-- Dataset records start --

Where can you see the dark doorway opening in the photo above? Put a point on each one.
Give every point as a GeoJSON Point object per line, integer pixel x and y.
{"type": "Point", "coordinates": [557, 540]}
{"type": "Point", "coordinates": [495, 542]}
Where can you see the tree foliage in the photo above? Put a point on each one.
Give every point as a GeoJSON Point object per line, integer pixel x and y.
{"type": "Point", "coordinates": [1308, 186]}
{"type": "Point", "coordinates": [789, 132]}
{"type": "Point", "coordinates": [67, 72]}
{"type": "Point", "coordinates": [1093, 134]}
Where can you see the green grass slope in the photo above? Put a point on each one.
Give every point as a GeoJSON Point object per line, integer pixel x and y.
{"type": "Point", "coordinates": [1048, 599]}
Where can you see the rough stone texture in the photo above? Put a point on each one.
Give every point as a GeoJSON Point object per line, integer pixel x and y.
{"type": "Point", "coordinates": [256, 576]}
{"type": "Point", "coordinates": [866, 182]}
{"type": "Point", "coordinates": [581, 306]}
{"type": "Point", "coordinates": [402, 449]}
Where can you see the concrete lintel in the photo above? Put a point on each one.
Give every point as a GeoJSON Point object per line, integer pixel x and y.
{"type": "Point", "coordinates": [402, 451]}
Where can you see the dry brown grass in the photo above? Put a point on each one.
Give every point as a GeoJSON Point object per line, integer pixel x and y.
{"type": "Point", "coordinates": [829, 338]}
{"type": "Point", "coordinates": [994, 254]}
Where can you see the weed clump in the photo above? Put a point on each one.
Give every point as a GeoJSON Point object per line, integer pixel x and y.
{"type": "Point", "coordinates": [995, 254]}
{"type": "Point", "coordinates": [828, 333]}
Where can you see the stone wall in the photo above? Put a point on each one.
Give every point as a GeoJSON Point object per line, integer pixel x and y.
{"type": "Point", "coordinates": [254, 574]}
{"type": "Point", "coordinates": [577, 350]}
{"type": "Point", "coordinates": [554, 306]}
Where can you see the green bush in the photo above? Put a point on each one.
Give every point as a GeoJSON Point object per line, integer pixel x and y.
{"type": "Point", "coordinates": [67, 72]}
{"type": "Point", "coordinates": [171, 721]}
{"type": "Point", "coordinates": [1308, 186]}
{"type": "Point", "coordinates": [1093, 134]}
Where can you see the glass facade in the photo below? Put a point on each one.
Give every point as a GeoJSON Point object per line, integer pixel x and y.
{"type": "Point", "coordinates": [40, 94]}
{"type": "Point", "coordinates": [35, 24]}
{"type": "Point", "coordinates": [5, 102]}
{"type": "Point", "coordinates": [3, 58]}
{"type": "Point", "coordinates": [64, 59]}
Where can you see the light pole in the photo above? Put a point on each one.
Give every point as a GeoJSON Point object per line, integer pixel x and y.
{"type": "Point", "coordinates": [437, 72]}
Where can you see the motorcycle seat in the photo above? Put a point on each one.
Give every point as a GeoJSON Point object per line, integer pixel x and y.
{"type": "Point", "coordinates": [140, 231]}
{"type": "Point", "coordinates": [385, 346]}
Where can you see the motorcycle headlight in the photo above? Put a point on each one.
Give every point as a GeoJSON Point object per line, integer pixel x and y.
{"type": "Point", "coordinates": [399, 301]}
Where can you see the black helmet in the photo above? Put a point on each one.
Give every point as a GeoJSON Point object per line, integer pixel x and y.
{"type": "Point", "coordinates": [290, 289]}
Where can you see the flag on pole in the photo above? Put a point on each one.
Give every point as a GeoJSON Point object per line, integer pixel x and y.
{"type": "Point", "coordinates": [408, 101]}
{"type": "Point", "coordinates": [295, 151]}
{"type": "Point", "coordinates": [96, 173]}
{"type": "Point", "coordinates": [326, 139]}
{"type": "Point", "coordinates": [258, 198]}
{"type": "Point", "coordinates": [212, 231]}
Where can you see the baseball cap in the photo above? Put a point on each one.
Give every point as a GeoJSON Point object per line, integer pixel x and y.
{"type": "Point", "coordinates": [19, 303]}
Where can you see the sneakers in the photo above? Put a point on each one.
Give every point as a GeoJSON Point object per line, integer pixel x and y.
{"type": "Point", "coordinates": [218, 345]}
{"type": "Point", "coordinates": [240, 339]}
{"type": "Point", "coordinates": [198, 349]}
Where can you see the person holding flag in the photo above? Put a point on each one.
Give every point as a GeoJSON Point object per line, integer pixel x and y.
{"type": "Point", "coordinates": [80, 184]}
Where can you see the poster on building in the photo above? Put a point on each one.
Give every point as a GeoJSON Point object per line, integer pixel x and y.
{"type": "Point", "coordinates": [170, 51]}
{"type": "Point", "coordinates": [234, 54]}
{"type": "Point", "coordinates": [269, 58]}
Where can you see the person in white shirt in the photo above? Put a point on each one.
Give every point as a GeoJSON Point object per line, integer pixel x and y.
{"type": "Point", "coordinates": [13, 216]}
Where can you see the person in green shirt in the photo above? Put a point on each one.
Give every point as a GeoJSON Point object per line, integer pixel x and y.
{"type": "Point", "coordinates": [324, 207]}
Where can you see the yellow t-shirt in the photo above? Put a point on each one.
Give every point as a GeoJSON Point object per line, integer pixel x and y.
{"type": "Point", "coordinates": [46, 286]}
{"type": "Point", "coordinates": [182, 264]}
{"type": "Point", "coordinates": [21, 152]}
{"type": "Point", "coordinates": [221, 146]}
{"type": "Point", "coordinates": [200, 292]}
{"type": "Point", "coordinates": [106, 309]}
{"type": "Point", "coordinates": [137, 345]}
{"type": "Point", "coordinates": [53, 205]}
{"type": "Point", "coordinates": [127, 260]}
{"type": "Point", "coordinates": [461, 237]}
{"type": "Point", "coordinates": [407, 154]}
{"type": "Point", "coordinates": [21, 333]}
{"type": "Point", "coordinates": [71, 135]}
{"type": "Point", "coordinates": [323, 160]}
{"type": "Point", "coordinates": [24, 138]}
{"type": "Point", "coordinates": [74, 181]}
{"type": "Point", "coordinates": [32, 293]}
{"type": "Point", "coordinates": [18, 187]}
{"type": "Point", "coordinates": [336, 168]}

-- Dataset records end --

- **Stated problem**: Reproduce the lines from the one containing "Where can you see the person in green" to the end of the entries, keeping both ends and adding nothing.

- **Correct output**:
Where can you see the person in green shirt in the photo above? Put a point on each one.
Give every point as a GeoJSON Point object per line, integer pixel x and y.
{"type": "Point", "coordinates": [324, 207]}
Where can you see the yellow t-shirt in the photo above? Put a point on each one.
Give every point as a GeoJSON Point object per line, integer pixel x and y.
{"type": "Point", "coordinates": [46, 286]}
{"type": "Point", "coordinates": [182, 264]}
{"type": "Point", "coordinates": [21, 152]}
{"type": "Point", "coordinates": [221, 146]}
{"type": "Point", "coordinates": [200, 292]}
{"type": "Point", "coordinates": [106, 309]}
{"type": "Point", "coordinates": [137, 345]}
{"type": "Point", "coordinates": [53, 205]}
{"type": "Point", "coordinates": [127, 260]}
{"type": "Point", "coordinates": [461, 237]}
{"type": "Point", "coordinates": [407, 154]}
{"type": "Point", "coordinates": [21, 333]}
{"type": "Point", "coordinates": [71, 135]}
{"type": "Point", "coordinates": [323, 160]}
{"type": "Point", "coordinates": [24, 138]}
{"type": "Point", "coordinates": [74, 181]}
{"type": "Point", "coordinates": [32, 293]}
{"type": "Point", "coordinates": [18, 187]}
{"type": "Point", "coordinates": [336, 168]}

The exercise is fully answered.